- Task prompt
Count the lines in the records below that contain the string "rough" with matching case, and reply with the number alone.

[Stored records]
- - - - -
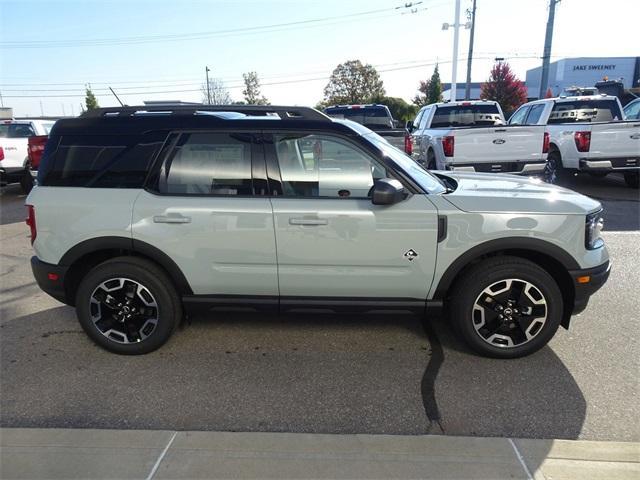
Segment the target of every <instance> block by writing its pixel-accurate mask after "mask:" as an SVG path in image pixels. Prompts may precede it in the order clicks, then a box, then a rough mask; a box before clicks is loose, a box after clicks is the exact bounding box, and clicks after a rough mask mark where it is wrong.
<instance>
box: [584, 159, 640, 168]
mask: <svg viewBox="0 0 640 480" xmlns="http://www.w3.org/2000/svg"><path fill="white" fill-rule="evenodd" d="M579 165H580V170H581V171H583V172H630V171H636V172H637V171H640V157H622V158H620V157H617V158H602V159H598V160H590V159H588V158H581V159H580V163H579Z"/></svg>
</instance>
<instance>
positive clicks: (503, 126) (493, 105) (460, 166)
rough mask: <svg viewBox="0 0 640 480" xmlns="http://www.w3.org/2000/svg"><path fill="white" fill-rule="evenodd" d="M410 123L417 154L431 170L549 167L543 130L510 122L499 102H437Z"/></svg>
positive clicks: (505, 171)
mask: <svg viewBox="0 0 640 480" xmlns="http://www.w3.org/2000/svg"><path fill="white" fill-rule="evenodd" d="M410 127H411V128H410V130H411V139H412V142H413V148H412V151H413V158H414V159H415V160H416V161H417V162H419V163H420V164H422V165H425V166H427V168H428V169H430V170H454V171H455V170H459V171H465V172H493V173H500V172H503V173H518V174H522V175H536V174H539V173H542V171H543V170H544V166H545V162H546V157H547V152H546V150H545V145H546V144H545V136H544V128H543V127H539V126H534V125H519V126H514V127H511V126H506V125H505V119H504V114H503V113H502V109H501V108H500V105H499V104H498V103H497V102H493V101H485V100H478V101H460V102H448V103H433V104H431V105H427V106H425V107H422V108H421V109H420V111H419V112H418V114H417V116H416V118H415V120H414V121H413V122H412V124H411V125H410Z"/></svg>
- - - - -
- Solution
2